» **Job a**:
Put the rows into a Markdown table with the columns Row No. and Line. Cover only the stretch that opens with the first row and closes with the line containing "negative clicks: (359, 277) (370, 316)", and leave out any blank lines.

» **Text under study**:
•••

Preprocessing

First we preprocess the corpus using example data, a tiny corpus of 9 documents. Reproducing the tutorial on corpora and vector spaces.

library(gensimr)

set.seed(42) # rerproducability

# sample data
data(corpus, package = "gensimr")
print(corpus)
#> [1] "Human machine interface for lab abc computer applications"    
#> [2] "A survey of user opinion of computer system response time"    
#> [3] "The EPS user interface management system"                     
#> [4] "System and human system engineering testing of EPS"           
#> [5] "Relation of user perceived response time to error measurement"
#> [6] "The generation of random binary unordered trees"              
#> [7] "The intersection graph of paths in trees"                     
#> [8] "Graph minors IV Widths of trees and well quasi ordering"      
#> [9] "Graph minors A survey"

# preprocess corpus
docs <- prepare_documents(corpus)
#> → Preprocessing 9 documents
#> ← 9 documents after perprocessing

docs[[1]] # print first preprocessed document 
#> [[1]]
#> [1] "human"
#> 
#> [[2]]
#> [1] "interface"
#> 
#> [[3]]
#> [1] "computer"

Once preprocessed we can build a dictionary.

dictionary <- corpora_dictionary(docs)

A dictionary essentially assigns an integer to each term.

doc2bow simply applies the method of the same name to every documents (see example below); it counts the number of occurrences of each distinct word, converts the word to its integer word id and returns the result as a sparse vector.

# native method to a single document
dictionary$doc2bow(docs[[1]])
#> [(0, 1), (1, 1), (2, 1)]

# apply to all documents
corpus_bow <- doc2bow(dictionary, docs)

Then serialise to matrix market format, the function returns the path to the file (this is saved on disk for efficiency), if no path is passed then a temp file is created. Here we set auto_delete to FALSE otherwise the corpus is deleted after first use. Note this means you should manually delete it with delete_mmcorpus.

(corpus_mm <- serialize_mmcorpus(corpus_bow, auto_delete = FALSE))
#> ℹ Path: /var/folders/n9/ys9t1h091jq80g4hww24v8g0n7v578/T//RtmplbyYz9/file250f1dd646b9.mm 
#>  ✔ Temp file
#>  ✖ Delete after use

Then initialise a model, we’re going to use a Latent Similarity Indexing method later on (model_lsi) which requires td-idf.

tfidf <- model_tfidf(corpus_mm)

We can then use the model to transform our original corpus.

•••

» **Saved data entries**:
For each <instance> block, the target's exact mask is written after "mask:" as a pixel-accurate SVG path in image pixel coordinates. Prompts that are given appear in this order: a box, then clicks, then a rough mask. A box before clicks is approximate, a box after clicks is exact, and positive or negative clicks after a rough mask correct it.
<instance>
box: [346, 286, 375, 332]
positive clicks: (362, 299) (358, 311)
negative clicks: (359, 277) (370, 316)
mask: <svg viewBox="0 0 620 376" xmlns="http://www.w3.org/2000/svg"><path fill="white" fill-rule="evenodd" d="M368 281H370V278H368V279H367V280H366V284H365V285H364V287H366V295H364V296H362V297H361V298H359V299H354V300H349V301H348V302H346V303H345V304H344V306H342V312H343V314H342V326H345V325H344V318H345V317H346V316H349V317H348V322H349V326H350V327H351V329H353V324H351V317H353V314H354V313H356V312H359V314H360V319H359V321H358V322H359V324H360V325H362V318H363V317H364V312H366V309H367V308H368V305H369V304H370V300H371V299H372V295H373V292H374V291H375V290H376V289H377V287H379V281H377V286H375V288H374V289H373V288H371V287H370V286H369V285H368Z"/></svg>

•••

» **Job b**:
Copy the part of the preprocessing walkthrough that opens with the words "# native method" and closes with "<- doc2bow(dictionary, docs)".

» **Answer box a**:
| Row No. | Line |
|---|---|
| 1 | For each <instance> block, the target's exact mask is written after "mask:" as a pixel-accurate SVG path in image pixel coordinates. Prompts that are given appear in this order: a box, then clicks, then a rough mask. A box before clicks is approximate, a box after clicks is exact, and positive or negative clicks after a rough mask correct it. |
| 2 | <instance> |
| 3 | box: [346, 286, 375, 332] |
| 4 | positive clicks: (362, 299) (358, 311) |
| 5 | negative clicks: (359, 277) (370, 316) |

» **Answer box b**:
# native method to a single document
dictionary$doc2bow(docs[[1]])
#> [(0, 1), (1, 1), (2, 1)]

# apply to all documents
corpus_bow <- doc2bow(dictionary, docs)